## EXERCISE BRIEF
Rewrite the records below, replacing every "Determine the location of" with "Locate" and leaving everything else unchanged.

##### EXERCISE INPUTS

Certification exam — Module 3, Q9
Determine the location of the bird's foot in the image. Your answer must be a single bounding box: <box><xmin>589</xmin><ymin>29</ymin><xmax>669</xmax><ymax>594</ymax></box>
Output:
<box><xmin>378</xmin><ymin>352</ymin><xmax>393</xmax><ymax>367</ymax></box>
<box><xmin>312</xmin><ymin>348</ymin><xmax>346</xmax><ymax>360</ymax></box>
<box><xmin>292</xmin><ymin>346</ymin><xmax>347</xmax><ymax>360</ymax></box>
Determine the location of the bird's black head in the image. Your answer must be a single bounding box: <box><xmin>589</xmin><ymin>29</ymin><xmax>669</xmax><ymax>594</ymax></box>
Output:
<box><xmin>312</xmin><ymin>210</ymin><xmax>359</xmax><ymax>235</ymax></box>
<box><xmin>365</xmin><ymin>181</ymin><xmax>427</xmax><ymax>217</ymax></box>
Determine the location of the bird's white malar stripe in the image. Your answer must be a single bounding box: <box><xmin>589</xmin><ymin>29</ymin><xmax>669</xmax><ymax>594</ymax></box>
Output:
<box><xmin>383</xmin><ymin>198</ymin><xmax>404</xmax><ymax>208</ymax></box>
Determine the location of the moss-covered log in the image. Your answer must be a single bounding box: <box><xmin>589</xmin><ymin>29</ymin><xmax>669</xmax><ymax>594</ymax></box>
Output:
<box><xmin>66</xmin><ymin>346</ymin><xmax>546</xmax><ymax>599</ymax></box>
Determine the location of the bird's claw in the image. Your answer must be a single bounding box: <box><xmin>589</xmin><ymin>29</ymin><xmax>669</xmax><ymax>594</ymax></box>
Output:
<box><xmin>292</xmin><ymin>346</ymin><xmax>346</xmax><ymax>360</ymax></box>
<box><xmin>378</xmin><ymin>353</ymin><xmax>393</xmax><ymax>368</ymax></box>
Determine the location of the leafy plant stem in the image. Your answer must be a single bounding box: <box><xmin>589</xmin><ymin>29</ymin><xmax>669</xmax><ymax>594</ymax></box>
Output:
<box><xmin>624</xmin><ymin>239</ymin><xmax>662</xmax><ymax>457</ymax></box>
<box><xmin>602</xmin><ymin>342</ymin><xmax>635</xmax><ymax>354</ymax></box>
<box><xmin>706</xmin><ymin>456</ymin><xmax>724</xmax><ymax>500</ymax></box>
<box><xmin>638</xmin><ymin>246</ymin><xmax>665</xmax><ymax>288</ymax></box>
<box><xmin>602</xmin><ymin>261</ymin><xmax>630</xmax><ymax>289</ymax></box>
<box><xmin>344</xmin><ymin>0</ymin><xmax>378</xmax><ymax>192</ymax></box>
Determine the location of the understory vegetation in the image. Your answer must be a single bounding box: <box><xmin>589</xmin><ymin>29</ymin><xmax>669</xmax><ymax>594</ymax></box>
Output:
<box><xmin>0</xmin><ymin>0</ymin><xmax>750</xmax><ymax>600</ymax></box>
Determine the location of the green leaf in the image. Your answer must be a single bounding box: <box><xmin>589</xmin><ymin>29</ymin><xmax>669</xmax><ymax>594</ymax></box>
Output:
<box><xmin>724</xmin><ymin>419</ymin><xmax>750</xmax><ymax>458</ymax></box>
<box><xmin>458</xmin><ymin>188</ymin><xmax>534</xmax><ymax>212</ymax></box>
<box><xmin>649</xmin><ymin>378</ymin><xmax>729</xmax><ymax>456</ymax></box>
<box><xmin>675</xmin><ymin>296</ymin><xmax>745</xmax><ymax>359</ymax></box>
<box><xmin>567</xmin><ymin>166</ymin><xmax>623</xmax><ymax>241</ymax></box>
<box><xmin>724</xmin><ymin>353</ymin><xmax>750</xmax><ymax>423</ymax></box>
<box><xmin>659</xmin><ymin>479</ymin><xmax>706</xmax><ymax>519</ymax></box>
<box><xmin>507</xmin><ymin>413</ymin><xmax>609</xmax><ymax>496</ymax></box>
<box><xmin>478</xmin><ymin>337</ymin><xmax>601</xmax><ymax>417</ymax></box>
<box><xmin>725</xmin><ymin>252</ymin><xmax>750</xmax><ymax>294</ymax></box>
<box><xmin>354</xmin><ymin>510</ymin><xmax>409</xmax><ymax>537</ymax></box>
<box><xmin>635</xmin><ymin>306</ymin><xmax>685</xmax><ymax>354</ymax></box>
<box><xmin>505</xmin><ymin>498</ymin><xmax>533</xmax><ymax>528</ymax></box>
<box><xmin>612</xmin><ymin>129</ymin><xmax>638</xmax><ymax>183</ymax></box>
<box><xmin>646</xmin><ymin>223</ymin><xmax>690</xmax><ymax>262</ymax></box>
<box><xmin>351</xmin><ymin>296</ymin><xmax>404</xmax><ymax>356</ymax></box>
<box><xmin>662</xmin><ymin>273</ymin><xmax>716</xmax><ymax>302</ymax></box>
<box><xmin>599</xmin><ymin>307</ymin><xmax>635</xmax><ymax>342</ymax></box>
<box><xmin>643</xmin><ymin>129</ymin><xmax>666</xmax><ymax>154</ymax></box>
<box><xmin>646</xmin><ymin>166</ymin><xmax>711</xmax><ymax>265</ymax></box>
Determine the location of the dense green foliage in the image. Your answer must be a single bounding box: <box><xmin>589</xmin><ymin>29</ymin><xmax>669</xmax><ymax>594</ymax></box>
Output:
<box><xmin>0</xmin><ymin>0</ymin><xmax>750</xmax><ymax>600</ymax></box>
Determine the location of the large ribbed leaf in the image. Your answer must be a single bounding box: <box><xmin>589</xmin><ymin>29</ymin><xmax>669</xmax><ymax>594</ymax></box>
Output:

##########

## RIGHT ANSWER
Certification exam — Module 3, Q9
Locate the bird's foot in the image. Your answer must be a single bounding box: <box><xmin>589</xmin><ymin>29</ymin><xmax>669</xmax><ymax>594</ymax></box>
Output:
<box><xmin>378</xmin><ymin>352</ymin><xmax>393</xmax><ymax>367</ymax></box>
<box><xmin>312</xmin><ymin>348</ymin><xmax>346</xmax><ymax>360</ymax></box>
<box><xmin>292</xmin><ymin>346</ymin><xmax>347</xmax><ymax>360</ymax></box>
Locate the bird's black head in the image. Your answer must be a single bounding box: <box><xmin>589</xmin><ymin>29</ymin><xmax>669</xmax><ymax>594</ymax></box>
Output:
<box><xmin>312</xmin><ymin>210</ymin><xmax>359</xmax><ymax>235</ymax></box>
<box><xmin>365</xmin><ymin>181</ymin><xmax>427</xmax><ymax>217</ymax></box>
Locate the bird's white malar stripe in the image. Your answer must be a single bounding box: <box><xmin>589</xmin><ymin>29</ymin><xmax>669</xmax><ymax>594</ymax></box>
Output:
<box><xmin>383</xmin><ymin>198</ymin><xmax>404</xmax><ymax>208</ymax></box>
Locate the moss-covered log in the image. Your answer must be a single bounding box: <box><xmin>589</xmin><ymin>29</ymin><xmax>669</xmax><ymax>594</ymax></box>
Output:
<box><xmin>66</xmin><ymin>346</ymin><xmax>546</xmax><ymax>599</ymax></box>
Locate the bird's claw in the image. Your answer must be a single bounding box: <box><xmin>589</xmin><ymin>29</ymin><xmax>669</xmax><ymax>594</ymax></box>
Output:
<box><xmin>292</xmin><ymin>346</ymin><xmax>346</xmax><ymax>360</ymax></box>
<box><xmin>378</xmin><ymin>353</ymin><xmax>393</xmax><ymax>368</ymax></box>
Locate the leafy plant stem in the image. Your answer must be a single bounding box: <box><xmin>589</xmin><ymin>29</ymin><xmax>669</xmax><ymax>594</ymax></box>
Output:
<box><xmin>624</xmin><ymin>239</ymin><xmax>662</xmax><ymax>457</ymax></box>
<box><xmin>602</xmin><ymin>342</ymin><xmax>635</xmax><ymax>354</ymax></box>
<box><xmin>706</xmin><ymin>456</ymin><xmax>724</xmax><ymax>500</ymax></box>
<box><xmin>638</xmin><ymin>246</ymin><xmax>665</xmax><ymax>288</ymax></box>
<box><xmin>602</xmin><ymin>261</ymin><xmax>630</xmax><ymax>289</ymax></box>
<box><xmin>344</xmin><ymin>0</ymin><xmax>378</xmax><ymax>192</ymax></box>
Locate the understory vegetation in the image. Your answer must be a single bounding box: <box><xmin>589</xmin><ymin>29</ymin><xmax>669</xmax><ymax>594</ymax></box>
Output:
<box><xmin>0</xmin><ymin>0</ymin><xmax>750</xmax><ymax>600</ymax></box>
Locate the green leaf in the image. Your answer must be a single bounding box: <box><xmin>589</xmin><ymin>29</ymin><xmax>669</xmax><ymax>594</ymax></box>
Output:
<box><xmin>724</xmin><ymin>419</ymin><xmax>750</xmax><ymax>458</ymax></box>
<box><xmin>458</xmin><ymin>188</ymin><xmax>534</xmax><ymax>212</ymax></box>
<box><xmin>649</xmin><ymin>378</ymin><xmax>729</xmax><ymax>456</ymax></box>
<box><xmin>675</xmin><ymin>296</ymin><xmax>745</xmax><ymax>359</ymax></box>
<box><xmin>567</xmin><ymin>166</ymin><xmax>623</xmax><ymax>241</ymax></box>
<box><xmin>724</xmin><ymin>353</ymin><xmax>750</xmax><ymax>423</ymax></box>
<box><xmin>659</xmin><ymin>479</ymin><xmax>706</xmax><ymax>519</ymax></box>
<box><xmin>507</xmin><ymin>413</ymin><xmax>609</xmax><ymax>496</ymax></box>
<box><xmin>478</xmin><ymin>337</ymin><xmax>601</xmax><ymax>417</ymax></box>
<box><xmin>725</xmin><ymin>252</ymin><xmax>750</xmax><ymax>294</ymax></box>
<box><xmin>354</xmin><ymin>510</ymin><xmax>409</xmax><ymax>537</ymax></box>
<box><xmin>635</xmin><ymin>306</ymin><xmax>685</xmax><ymax>354</ymax></box>
<box><xmin>505</xmin><ymin>498</ymin><xmax>533</xmax><ymax>528</ymax></box>
<box><xmin>612</xmin><ymin>129</ymin><xmax>638</xmax><ymax>183</ymax></box>
<box><xmin>646</xmin><ymin>223</ymin><xmax>690</xmax><ymax>262</ymax></box>
<box><xmin>351</xmin><ymin>296</ymin><xmax>404</xmax><ymax>356</ymax></box>
<box><xmin>662</xmin><ymin>273</ymin><xmax>716</xmax><ymax>302</ymax></box>
<box><xmin>599</xmin><ymin>307</ymin><xmax>635</xmax><ymax>342</ymax></box>
<box><xmin>643</xmin><ymin>129</ymin><xmax>666</xmax><ymax>154</ymax></box>
<box><xmin>646</xmin><ymin>166</ymin><xmax>711</xmax><ymax>265</ymax></box>
Locate the dense green foliage in the image. Your answer must be a single bounding box: <box><xmin>589</xmin><ymin>29</ymin><xmax>669</xmax><ymax>594</ymax></box>
Output:
<box><xmin>0</xmin><ymin>0</ymin><xmax>750</xmax><ymax>600</ymax></box>
Locate the large ribbed leaf in the image. Your answer must be a single bounding box: <box><xmin>589</xmin><ymin>29</ymin><xmax>669</xmax><ymax>594</ymax></box>
Output:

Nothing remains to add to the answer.